Compito assegnato 1:
Nell'estratto sul giudicato penale, a quali provvedimenti il comma 1 dell'art. 650 c.p.p. attribuisce forza esecutiva?
Compito assegnato 2:
In base all'estratto sul giudicato penale, spiega in una-tre frasi perché la forza negativa non copre tutti gli effetti del giudicato.
Compito assegnato 3:
Prosegui l'estratto sul giudicato penale a partire dall'ultima frase riportata.

Estratto del documento:
··········

Al rigoroso divieto di instaurare un nuovo procedimento penale per i fatti oggetto di accertamento irrevocabile si contrappone la capacità della cosa giudicata penale di fare stato in relazione ad altri procedimenti che vertono su regiudicande più o meno coincidenti con quella definita. La forza negativa, infatti, non esaurisce l’intera gamma degli effetti del giudicato, che – oltre alla idoneità a fondare la actio iudicati e, dunque, l’esecuzione – produce conseguenze di natura costitutiva in procedimenti diversi da quello definito, assumendo, così, valenza propriamente positiva: si pensi, esemplificativamente, al disposto dell’art. 238 bis c.p.p. o alle previsioni di cui agli artt. 651 ss. c.p.p.
All’irrevocabilità, di regola, si associa l’esecutività, cioè l’attitudine della decisione a dare attuazione al comando.
L’art. 650 c.p.p., al co. 1, attribuisce forza esecutiva alle sentenze e ai decreti penali di condanna avverso i quali non sono stati proposti, o si sono esauriti, gli ordinari mezzi di gravame.

··········

Dati forniti:
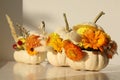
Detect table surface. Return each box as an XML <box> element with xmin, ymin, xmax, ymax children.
<box><xmin>0</xmin><ymin>61</ymin><xmax>120</xmax><ymax>80</ymax></box>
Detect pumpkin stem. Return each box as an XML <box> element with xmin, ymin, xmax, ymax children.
<box><xmin>41</xmin><ymin>21</ymin><xmax>45</xmax><ymax>34</ymax></box>
<box><xmin>16</xmin><ymin>24</ymin><xmax>29</xmax><ymax>38</ymax></box>
<box><xmin>94</xmin><ymin>11</ymin><xmax>105</xmax><ymax>23</ymax></box>
<box><xmin>6</xmin><ymin>14</ymin><xmax>18</xmax><ymax>42</ymax></box>
<box><xmin>63</xmin><ymin>13</ymin><xmax>69</xmax><ymax>32</ymax></box>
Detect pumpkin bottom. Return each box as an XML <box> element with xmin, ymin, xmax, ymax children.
<box><xmin>14</xmin><ymin>50</ymin><xmax>46</xmax><ymax>64</ymax></box>
<box><xmin>68</xmin><ymin>51</ymin><xmax>109</xmax><ymax>71</ymax></box>
<box><xmin>47</xmin><ymin>51</ymin><xmax>68</xmax><ymax>66</ymax></box>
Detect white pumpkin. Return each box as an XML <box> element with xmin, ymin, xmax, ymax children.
<box><xmin>68</xmin><ymin>12</ymin><xmax>117</xmax><ymax>71</ymax></box>
<box><xmin>47</xmin><ymin>48</ymin><xmax>68</xmax><ymax>66</ymax></box>
<box><xmin>68</xmin><ymin>51</ymin><xmax>109</xmax><ymax>71</ymax></box>
<box><xmin>6</xmin><ymin>15</ymin><xmax>46</xmax><ymax>64</ymax></box>
<box><xmin>14</xmin><ymin>50</ymin><xmax>46</xmax><ymax>64</ymax></box>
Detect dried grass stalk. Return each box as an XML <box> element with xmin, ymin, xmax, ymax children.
<box><xmin>6</xmin><ymin>14</ymin><xmax>18</xmax><ymax>42</ymax></box>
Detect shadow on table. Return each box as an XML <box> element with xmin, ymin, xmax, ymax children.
<box><xmin>0</xmin><ymin>61</ymin><xmax>7</xmax><ymax>68</ymax></box>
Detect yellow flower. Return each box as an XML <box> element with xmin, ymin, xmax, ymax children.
<box><xmin>25</xmin><ymin>35</ymin><xmax>41</xmax><ymax>55</ymax></box>
<box><xmin>47</xmin><ymin>33</ymin><xmax>63</xmax><ymax>52</ymax></box>
<box><xmin>63</xmin><ymin>40</ymin><xmax>85</xmax><ymax>61</ymax></box>
<box><xmin>82</xmin><ymin>29</ymin><xmax>108</xmax><ymax>51</ymax></box>
<box><xmin>73</xmin><ymin>25</ymin><xmax>97</xmax><ymax>35</ymax></box>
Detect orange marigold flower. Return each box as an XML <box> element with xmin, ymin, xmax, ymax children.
<box><xmin>47</xmin><ymin>33</ymin><xmax>63</xmax><ymax>52</ymax></box>
<box><xmin>63</xmin><ymin>40</ymin><xmax>85</xmax><ymax>61</ymax></box>
<box><xmin>82</xmin><ymin>29</ymin><xmax>108</xmax><ymax>51</ymax></box>
<box><xmin>25</xmin><ymin>35</ymin><xmax>41</xmax><ymax>55</ymax></box>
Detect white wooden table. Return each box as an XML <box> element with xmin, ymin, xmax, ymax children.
<box><xmin>0</xmin><ymin>61</ymin><xmax>120</xmax><ymax>80</ymax></box>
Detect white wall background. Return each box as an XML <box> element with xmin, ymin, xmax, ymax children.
<box><xmin>23</xmin><ymin>0</ymin><xmax>120</xmax><ymax>64</ymax></box>
<box><xmin>0</xmin><ymin>0</ymin><xmax>22</xmax><ymax>60</ymax></box>
<box><xmin>0</xmin><ymin>0</ymin><xmax>120</xmax><ymax>64</ymax></box>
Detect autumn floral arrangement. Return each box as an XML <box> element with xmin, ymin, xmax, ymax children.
<box><xmin>6</xmin><ymin>15</ymin><xmax>46</xmax><ymax>64</ymax></box>
<box><xmin>47</xmin><ymin>12</ymin><xmax>117</xmax><ymax>70</ymax></box>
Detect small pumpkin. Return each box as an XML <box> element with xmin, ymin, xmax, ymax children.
<box><xmin>68</xmin><ymin>12</ymin><xmax>117</xmax><ymax>70</ymax></box>
<box><xmin>6</xmin><ymin>15</ymin><xmax>46</xmax><ymax>64</ymax></box>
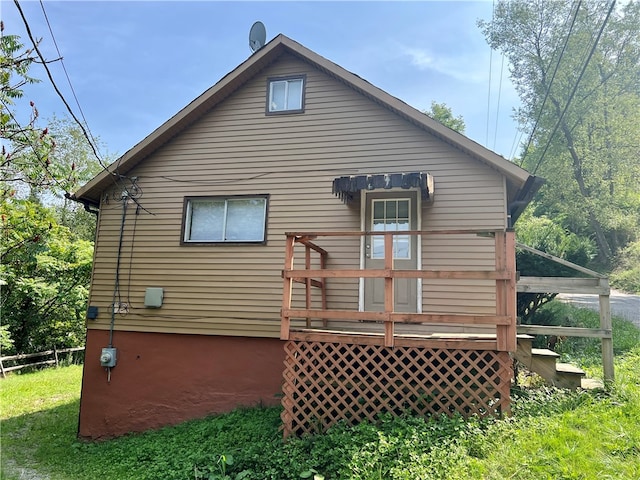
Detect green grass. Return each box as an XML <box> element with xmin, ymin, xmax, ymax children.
<box><xmin>0</xmin><ymin>316</ymin><xmax>640</xmax><ymax>480</ymax></box>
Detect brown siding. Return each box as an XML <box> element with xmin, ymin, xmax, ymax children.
<box><xmin>89</xmin><ymin>56</ymin><xmax>506</xmax><ymax>337</ymax></box>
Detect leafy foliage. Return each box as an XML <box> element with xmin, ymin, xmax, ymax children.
<box><xmin>516</xmin><ymin>208</ymin><xmax>595</xmax><ymax>324</ymax></box>
<box><xmin>0</xmin><ymin>29</ymin><xmax>100</xmax><ymax>353</ymax></box>
<box><xmin>610</xmin><ymin>240</ymin><xmax>640</xmax><ymax>294</ymax></box>
<box><xmin>422</xmin><ymin>102</ymin><xmax>466</xmax><ymax>133</ymax></box>
<box><xmin>0</xmin><ymin>23</ymin><xmax>65</xmax><ymax>201</ymax></box>
<box><xmin>0</xmin><ymin>199</ymin><xmax>93</xmax><ymax>353</ymax></box>
<box><xmin>479</xmin><ymin>0</ymin><xmax>640</xmax><ymax>267</ymax></box>
<box><xmin>528</xmin><ymin>300</ymin><xmax>640</xmax><ymax>367</ymax></box>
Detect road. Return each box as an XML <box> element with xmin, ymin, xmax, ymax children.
<box><xmin>556</xmin><ymin>290</ymin><xmax>640</xmax><ymax>327</ymax></box>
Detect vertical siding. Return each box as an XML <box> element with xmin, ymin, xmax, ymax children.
<box><xmin>90</xmin><ymin>57</ymin><xmax>505</xmax><ymax>337</ymax></box>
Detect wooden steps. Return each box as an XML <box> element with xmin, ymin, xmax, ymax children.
<box><xmin>514</xmin><ymin>335</ymin><xmax>593</xmax><ymax>389</ymax></box>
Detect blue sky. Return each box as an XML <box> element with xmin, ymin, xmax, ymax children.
<box><xmin>0</xmin><ymin>0</ymin><xmax>519</xmax><ymax>157</ymax></box>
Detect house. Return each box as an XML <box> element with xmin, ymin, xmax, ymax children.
<box><xmin>74</xmin><ymin>35</ymin><xmax>540</xmax><ymax>438</ymax></box>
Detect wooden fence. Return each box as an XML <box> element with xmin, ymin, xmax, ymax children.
<box><xmin>516</xmin><ymin>243</ymin><xmax>614</xmax><ymax>382</ymax></box>
<box><xmin>0</xmin><ymin>347</ymin><xmax>84</xmax><ymax>378</ymax></box>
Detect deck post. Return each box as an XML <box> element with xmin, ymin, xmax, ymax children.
<box><xmin>320</xmin><ymin>252</ymin><xmax>328</xmax><ymax>328</ymax></box>
<box><xmin>304</xmin><ymin>245</ymin><xmax>311</xmax><ymax>328</ymax></box>
<box><xmin>598</xmin><ymin>278</ymin><xmax>614</xmax><ymax>382</ymax></box>
<box><xmin>495</xmin><ymin>231</ymin><xmax>517</xmax><ymax>352</ymax></box>
<box><xmin>384</xmin><ymin>234</ymin><xmax>394</xmax><ymax>347</ymax></box>
<box><xmin>280</xmin><ymin>235</ymin><xmax>296</xmax><ymax>340</ymax></box>
<box><xmin>505</xmin><ymin>230</ymin><xmax>518</xmax><ymax>352</ymax></box>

··········

Risultato finale 1:
Alle sentenze e ai decreti penali di condanna contro i quali non sono stati proposti, o si sono esauriti, gli ordinari mezzi di gravame.

Risultato finale 2:
Oltre a fondare la actio iudicati e quindi l'esecuzione, il giudicato produce conseguenze di natura costitutiva in procedimenti diversi da quello definito. Per questo assume una valenza propriamente positiva, come mostrano l'art. 238 bis c.p.p. e gli artt. 651 ss. c.p.p.

Risultato finale 3:
Con l’inciso, «salvo che sia diversamente disposto», la disposizione, accanto alla regola che fa coincidere esecutività ed irrevocabilità, richiama le ipotesi in cui vi è divergenza tra i due termini. Queste si rilevano nelle decisioni, non irrevocabili, definite immediatamente esecutive da una disposizione legislativa, come le ordinanze in materia di libertà personale, o per dichiarazione espressa del giudice, come le ordinanze di applicazione provvisoria delle misure di sicurezza. Inoltre, è ammessa l’esecuzione della sentenza non ancora interamente irrevocabile quando sia ancora in corso l’accertamento relativamente agli interessi civili, come si desume dall’art. 573, co. 2, c.p.p. (cfr. Relazione al progetto preliminare al codice di procedura penale, cit., 127).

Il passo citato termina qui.